BRIEF 1:
List every person the article about Warren G Harding's grandson mentions by name.
BRIEF 2:
In the article about Warren G Harding's grandson, what is the title of the book in which Britton revealed her relationship with Harding?

The grandson of former US President Warren G Harding has launched a legal bid to have the Republican’s remains exhumed to confirm they are related.
James Blaesing told a court he wants to establish his ancestry with “scientific certainty”.
But other members of Harding’s family have opposed the request, filed in May.
They say they have accepted DNA evidence that Mr Blaesing’s mother, Elizabeth Ann Blaesing, was the daughter of Harding and Nan Britton.
Harding, the 29th president of the US, had an extramarital affair with Britton before and during his presidency, between 1921 and 1923.
The affair only came to light after Harding died of a heart attack while still in office in 1923.
Britton revealed their relationship in a 1927 book, The President’s Daughter, but never sought DNA evidence confirming Harding’s paternity of the child. Harding had no other children.
Then in 2015, genetic testing confirmed a match between Mr Blaesing’s DNA and that of two Harding descendants. Mr Blaesing’s biological link to Harding was officially declared by AncestryDNA, a division of Ancestry.com.
Despite this, grievances have surfaced ahead of the 100-year anniversary of Harding’s 1920 election as president.
Harding’s benefactors are preparing to mark the occasion with site upgrades and a new presidential centre in Marion, the Ohio city near which he was born in 1865.
But Mr Blaesing said he and his mother have not received the recognition they deserve in the new museum.
“I did the test and we brought it to the public in 2015. It’s now 2020 and no one has asked me one thing,” he said.

DATA UNDER STUDY:
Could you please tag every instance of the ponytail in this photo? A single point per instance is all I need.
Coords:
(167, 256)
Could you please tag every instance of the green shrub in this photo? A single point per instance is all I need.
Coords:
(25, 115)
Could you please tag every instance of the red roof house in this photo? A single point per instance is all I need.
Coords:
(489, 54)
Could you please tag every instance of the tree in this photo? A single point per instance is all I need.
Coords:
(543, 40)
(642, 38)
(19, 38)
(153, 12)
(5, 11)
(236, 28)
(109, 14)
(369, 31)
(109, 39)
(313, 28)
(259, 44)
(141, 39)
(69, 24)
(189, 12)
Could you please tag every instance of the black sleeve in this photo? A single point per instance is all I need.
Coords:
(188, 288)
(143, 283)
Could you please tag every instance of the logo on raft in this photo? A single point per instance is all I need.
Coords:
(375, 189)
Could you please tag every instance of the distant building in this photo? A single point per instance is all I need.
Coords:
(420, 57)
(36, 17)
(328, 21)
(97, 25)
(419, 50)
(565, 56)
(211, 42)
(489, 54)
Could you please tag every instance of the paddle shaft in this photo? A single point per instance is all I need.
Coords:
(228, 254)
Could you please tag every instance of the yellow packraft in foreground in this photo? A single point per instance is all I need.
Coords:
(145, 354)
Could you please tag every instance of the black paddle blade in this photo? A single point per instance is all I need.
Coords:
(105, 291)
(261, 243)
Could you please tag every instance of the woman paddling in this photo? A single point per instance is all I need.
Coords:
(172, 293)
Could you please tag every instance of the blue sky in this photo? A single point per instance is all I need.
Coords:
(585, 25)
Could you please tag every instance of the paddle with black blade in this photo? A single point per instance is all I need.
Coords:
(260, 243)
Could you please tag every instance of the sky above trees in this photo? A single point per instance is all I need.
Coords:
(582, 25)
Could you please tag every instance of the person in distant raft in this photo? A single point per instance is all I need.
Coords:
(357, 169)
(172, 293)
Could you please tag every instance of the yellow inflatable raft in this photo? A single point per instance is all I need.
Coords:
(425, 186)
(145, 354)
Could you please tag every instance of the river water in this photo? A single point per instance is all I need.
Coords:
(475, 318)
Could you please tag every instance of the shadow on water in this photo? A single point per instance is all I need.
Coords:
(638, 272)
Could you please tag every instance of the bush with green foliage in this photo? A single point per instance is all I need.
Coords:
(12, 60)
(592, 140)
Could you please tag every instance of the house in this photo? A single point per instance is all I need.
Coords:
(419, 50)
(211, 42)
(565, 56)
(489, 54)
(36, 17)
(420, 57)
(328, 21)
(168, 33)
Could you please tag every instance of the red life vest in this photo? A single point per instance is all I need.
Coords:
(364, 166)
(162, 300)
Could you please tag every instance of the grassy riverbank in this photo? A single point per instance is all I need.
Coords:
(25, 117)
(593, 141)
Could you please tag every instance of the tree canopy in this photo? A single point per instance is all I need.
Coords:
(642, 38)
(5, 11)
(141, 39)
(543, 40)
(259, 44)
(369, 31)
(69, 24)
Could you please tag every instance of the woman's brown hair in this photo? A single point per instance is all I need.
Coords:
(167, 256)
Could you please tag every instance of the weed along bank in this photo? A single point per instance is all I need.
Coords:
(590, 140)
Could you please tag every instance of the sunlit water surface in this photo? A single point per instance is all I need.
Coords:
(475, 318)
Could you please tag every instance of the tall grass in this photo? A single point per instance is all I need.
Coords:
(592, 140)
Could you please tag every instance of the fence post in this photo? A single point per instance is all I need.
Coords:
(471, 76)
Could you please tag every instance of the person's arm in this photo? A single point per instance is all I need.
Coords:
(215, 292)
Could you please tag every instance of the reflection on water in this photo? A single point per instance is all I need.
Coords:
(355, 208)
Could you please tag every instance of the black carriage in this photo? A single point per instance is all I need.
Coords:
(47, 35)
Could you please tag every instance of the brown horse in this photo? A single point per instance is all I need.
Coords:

ANSWER SECTION 1:
Warren G Harding, James Blaesing, Elizabeth Ann Blaesing, Nan Britton

ANSWER SECTION 2:
The President's Daughter